Object location annotation data:
▶

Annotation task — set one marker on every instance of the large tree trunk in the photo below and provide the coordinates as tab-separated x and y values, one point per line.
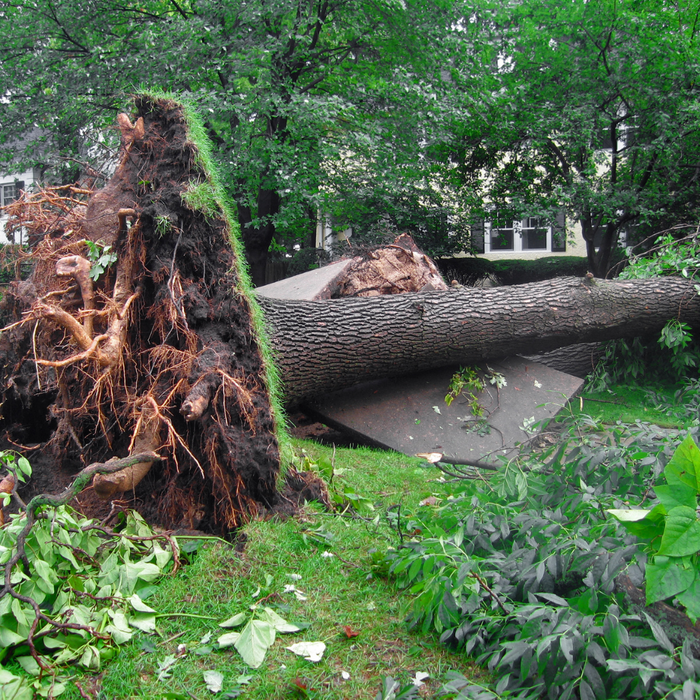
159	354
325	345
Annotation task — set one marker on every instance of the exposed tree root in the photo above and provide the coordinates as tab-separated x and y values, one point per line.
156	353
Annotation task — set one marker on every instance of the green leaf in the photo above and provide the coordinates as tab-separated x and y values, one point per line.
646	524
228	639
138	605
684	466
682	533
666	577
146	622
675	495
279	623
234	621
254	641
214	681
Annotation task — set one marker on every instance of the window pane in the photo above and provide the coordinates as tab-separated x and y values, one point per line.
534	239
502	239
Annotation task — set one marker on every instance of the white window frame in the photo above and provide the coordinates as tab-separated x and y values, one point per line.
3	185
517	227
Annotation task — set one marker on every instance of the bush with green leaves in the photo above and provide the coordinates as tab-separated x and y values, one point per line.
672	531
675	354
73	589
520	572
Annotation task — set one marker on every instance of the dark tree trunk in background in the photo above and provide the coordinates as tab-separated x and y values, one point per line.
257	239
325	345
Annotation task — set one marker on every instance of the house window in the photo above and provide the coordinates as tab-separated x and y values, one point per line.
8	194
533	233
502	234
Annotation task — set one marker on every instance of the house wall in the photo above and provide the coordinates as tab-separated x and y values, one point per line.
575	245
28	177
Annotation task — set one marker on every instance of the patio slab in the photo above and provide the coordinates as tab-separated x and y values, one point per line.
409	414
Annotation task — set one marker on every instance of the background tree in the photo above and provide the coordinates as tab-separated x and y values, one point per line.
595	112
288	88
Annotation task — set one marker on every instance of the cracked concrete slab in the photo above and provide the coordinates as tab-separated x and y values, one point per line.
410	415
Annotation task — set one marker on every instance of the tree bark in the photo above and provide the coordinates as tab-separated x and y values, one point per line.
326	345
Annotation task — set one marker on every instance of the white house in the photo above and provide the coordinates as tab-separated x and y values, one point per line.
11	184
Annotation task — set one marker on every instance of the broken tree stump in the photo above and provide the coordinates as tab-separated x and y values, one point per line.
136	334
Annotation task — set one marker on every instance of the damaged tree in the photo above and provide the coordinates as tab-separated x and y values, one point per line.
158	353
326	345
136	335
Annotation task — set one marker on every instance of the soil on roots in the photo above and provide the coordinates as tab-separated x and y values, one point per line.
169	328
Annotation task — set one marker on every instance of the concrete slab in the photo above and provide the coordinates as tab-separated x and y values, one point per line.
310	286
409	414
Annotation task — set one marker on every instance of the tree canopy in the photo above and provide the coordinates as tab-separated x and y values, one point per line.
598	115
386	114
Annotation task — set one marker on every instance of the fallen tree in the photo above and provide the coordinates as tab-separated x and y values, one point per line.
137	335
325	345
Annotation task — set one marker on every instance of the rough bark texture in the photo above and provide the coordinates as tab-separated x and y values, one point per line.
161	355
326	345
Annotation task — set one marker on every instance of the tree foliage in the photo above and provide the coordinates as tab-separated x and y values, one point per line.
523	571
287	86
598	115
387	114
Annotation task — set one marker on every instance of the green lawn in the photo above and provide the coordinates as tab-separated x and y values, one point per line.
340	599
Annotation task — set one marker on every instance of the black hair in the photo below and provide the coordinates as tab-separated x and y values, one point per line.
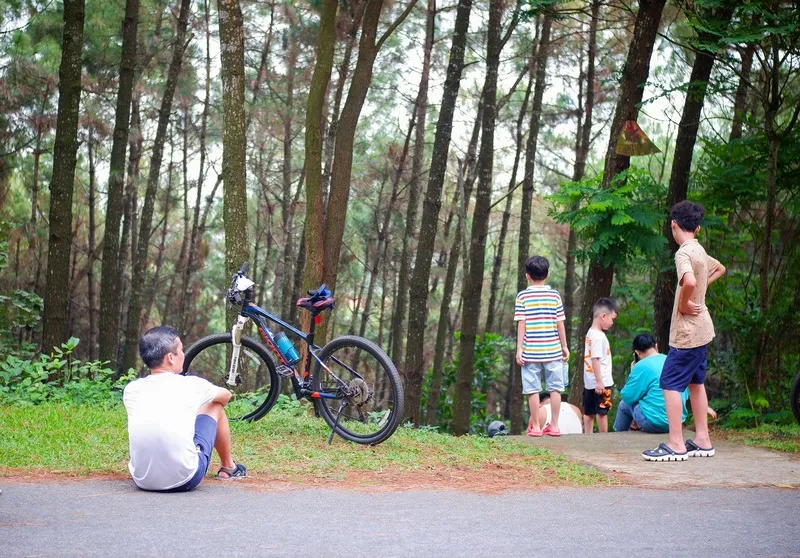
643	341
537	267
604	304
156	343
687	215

◀

## WHAT YOU ARE ASKED TO DO
Please rewrite the listing starting at the line that contains "the tree foliage" and ending at the end of the listing, swapping "marker" for "pin" and changing nothing else. Leave the pictures out of your answer.

## RESULT
Annotation task — set one pin on every instance of the tree foliage in the photo above and provide the coordinates as tab-separated x and y values, one point per line.
523	571
287	86
598	115
387	114
Annotation task — set one pin on every instance of the green lawn in the photo above and provide the coordinates as tab-separated x and y values, one point per line.
340	599
Annotation task — set one pin on every instance of the black hair in the photo below and provide the coordinates as tab-separated x and y values, one point per line.
643	341
537	267
604	304
156	343
687	215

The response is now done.